Work item:
Once you have read the listing, write it all out exactly.
--- Material shown Enclosed Below ---
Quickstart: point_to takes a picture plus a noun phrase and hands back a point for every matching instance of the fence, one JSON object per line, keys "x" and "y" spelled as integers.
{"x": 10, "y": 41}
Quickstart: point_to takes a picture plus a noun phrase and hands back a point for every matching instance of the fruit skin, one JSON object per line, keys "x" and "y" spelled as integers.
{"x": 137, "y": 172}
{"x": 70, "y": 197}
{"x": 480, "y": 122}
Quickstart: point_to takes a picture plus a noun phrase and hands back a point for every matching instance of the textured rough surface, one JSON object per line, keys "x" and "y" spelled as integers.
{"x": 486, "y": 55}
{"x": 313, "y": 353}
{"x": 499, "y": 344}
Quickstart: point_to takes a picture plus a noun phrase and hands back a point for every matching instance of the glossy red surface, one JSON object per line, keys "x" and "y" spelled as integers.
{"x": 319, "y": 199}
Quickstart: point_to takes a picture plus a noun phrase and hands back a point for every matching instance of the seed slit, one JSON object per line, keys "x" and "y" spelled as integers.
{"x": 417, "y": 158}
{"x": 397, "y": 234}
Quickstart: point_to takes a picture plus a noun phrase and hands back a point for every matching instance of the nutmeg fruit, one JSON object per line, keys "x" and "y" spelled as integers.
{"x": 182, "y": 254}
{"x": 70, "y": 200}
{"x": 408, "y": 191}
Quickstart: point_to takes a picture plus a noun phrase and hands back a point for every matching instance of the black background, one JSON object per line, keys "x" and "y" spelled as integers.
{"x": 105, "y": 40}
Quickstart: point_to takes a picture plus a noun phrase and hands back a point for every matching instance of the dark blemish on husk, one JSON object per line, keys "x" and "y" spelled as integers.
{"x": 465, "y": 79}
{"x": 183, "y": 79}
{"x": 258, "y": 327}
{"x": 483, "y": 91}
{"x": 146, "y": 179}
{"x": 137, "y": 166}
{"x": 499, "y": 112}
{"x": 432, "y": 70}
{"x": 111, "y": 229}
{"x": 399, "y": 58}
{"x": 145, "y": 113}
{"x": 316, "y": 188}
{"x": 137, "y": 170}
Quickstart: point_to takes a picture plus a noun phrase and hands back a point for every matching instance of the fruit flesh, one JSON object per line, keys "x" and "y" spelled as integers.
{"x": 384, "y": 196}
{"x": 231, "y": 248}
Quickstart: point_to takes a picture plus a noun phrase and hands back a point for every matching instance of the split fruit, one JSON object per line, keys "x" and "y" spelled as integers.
--- End of Enclosed Material shown ---
Solved problem:
Quickstart: point_to takes a picture plus a noun phrase and hands back a point for every matching instance of the fence, one JSON object per line, keys "x" and "y" spelled as integers.
{"x": 10, "y": 41}
Quickstart: point_to takes a picture plus a noun phrase and hands back a point for every matching instance of the fruit skin, one JSON object per line, keys "x" and "y" spelled as integers.
{"x": 137, "y": 172}
{"x": 70, "y": 197}
{"x": 480, "y": 122}
Quickstart: point_to takes a picture plus a noun phrase and hands back a point for every matching instance of the textured rough surface, one JSON object per line, keys "x" and "y" spelled as integers.
{"x": 486, "y": 55}
{"x": 313, "y": 353}
{"x": 499, "y": 344}
Quickstart: point_to takes a picture plus a noun phrase and hands back a point for every matching instance of the glossy red surface, one JSON object per line, keys "x" and "y" spelled as integers.
{"x": 319, "y": 199}
Quickstart: point_to takes a picture plus a noun phrase and hands back a point for every matching instance of the seed slit, one JSON object per line, keys "x" and "y" spelled as integers.
{"x": 417, "y": 158}
{"x": 397, "y": 234}
Quickstart: point_to takes a picture plus a noun phrase and hands back a point for every matching instance of the nutmeg fruit, one JSON object per line, keys "x" and "y" spelled as integers.
{"x": 182, "y": 254}
{"x": 70, "y": 200}
{"x": 408, "y": 191}
Quickstart: point_to takes a picture plus a noun phrase and hands back a point for every matching instance of the black background, one JSON object per line, keys "x" and "y" spelled as integers.
{"x": 105, "y": 40}
Quickstart: point_to takes a picture plus a noun phrase and hands back a point for every matching instance of the dark blemish on husk, one JSON object per line, keys "x" and "y" spelled as integers.
{"x": 465, "y": 79}
{"x": 183, "y": 79}
{"x": 258, "y": 327}
{"x": 483, "y": 91}
{"x": 146, "y": 179}
{"x": 137, "y": 166}
{"x": 499, "y": 112}
{"x": 432, "y": 70}
{"x": 111, "y": 229}
{"x": 399, "y": 58}
{"x": 145, "y": 113}
{"x": 316, "y": 188}
{"x": 137, "y": 170}
Quickstart: point_to takes a picture plus a noun phrase and hands back a point for every matching instance of the fruit flesh, one JSON object per line, keys "x" and "y" spelled as integers.
{"x": 384, "y": 196}
{"x": 231, "y": 248}
Quickstart: point_to takes a picture plus a noun phrase and hands back a point for every matching instance of the split fruit, one JSON object per line, keys "x" and "y" spelled as integers.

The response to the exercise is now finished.